> [What is being asked]: Pick up the passage on Bose-Einstein condensates after its final sentence and keep writing it.

> [Extracted text]:
·····

In a collection of identical atoms, it's not possible for us to distinguish between them. This also applies to their electrons. This is true whether or not the atoms are cold enough to be in a BEC state.

Now the rules of QM state that when you have identical particles (electrons or atoms) you have to symmetrize over them. Thus a literal answer to your question "But what about the electrons or other fermions of the BEC atoms? Are they in the same state?" is "Yes, they're in the same state but this doesn't have anything to do with the BEC state.

Your second question: "Do electrons of one atom interact with those of another?" can be answered similarly. If you consider the electrons as identical particles which must be symmetrized over, then it is impossible to distinguish one electron from the other. Therefore they must all be in the same state. So anything you do to "one" electron will effect all of them. Therefore they do interact; their waveforms are shared.


Now let's be more specific about your questions in terms of the nature of the BEC state. Consider just a single atom. It is described by a wave function. As the atom is placed in a cooler environment it loses energy. This loss of energy changes the shape of the wave function. It makes the wave function bigger. The wavelength for the wave function of a gas atom is called the "Thermal de Broglie wavelength". The formula is:
$$\lambda_T = \frac{h}{\sqrt{2\pi m k T}}$$
where $h$ is the Planck constant, $k$ is the Boltzmann constant, $T$ is the temperature, and $m$ is the mass of the gas atom.

·····

[Entries drawn from a collection]

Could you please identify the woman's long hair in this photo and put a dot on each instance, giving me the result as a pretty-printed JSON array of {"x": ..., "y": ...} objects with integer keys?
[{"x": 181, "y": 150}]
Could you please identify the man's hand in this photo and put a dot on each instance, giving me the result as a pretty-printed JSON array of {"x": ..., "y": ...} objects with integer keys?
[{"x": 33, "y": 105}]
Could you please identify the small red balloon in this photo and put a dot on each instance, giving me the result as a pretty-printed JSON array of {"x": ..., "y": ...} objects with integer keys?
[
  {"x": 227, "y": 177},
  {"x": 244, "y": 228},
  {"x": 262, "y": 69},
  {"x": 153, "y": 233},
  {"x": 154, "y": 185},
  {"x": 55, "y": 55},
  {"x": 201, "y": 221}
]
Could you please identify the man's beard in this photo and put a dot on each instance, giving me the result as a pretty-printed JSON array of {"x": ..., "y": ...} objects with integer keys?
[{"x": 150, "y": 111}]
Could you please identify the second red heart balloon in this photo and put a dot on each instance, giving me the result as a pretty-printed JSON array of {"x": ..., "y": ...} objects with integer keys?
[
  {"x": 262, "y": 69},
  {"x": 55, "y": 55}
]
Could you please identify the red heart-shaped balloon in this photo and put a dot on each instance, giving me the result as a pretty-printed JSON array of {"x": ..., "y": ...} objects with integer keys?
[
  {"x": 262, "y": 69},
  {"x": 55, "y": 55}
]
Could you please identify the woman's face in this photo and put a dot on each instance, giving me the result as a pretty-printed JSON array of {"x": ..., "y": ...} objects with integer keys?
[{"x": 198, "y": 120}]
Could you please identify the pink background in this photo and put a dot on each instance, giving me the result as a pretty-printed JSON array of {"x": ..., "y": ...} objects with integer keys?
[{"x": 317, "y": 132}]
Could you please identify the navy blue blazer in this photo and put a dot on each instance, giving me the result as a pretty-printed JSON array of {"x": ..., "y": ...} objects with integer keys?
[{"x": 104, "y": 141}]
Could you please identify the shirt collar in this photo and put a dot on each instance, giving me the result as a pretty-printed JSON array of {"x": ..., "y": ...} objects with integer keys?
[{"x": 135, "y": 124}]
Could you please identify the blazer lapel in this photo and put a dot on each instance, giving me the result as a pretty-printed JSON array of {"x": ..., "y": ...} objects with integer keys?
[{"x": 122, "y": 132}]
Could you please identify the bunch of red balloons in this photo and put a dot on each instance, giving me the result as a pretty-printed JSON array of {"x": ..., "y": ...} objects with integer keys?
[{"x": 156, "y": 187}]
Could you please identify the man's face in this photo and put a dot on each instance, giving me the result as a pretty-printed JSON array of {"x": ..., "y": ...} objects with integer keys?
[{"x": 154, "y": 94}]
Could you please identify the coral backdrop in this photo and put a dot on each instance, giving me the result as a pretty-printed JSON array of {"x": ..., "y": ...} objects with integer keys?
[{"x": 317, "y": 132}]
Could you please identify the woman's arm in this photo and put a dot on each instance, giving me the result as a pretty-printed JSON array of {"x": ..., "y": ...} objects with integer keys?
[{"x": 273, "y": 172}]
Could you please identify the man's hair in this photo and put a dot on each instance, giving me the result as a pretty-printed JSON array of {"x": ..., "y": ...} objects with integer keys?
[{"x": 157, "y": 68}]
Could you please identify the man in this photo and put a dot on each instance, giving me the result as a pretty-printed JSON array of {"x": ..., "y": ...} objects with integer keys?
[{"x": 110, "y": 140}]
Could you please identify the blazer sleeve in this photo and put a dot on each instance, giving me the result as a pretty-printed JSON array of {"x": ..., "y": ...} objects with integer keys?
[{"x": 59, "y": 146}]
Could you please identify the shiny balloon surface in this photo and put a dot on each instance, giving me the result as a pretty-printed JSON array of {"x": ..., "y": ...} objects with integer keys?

·····

> [Written answer]:
The thing to note about the above formula is that as the temperature gets lower, the wavelength $\lambda_T$ gets bigger. When you reach the point that the wavelengths are larger than the distances between atoms, you have a BEC. The reference book I've got is "Bose-Einstein Condensation in Dilute Gases" by C. J. Pethick and H. Smith (2008) which has, on page 5:

"An equivalent way of relating the transition [to BEC] temperature to the particle density is to compare the thermal de Broglie wavelength $\lambda_T$ with the mean interparticle spacing, which is of the order $n^{-1/3}$. ... At high temperatures, it is small and the gas behaves classically. Bose-Einstein condensation in an ideal gas sets in when the temperature is so low that $\lambda_T$ is comparable to $n^{-1/3}$."

When the wavelengths are longer than the inter-particle distances, the combined wave function for the atoms (which one must symmetrize by the rules of QM) becomes "coherent". That is, one can no longer treat the wave functions of different atoms as if they were independent.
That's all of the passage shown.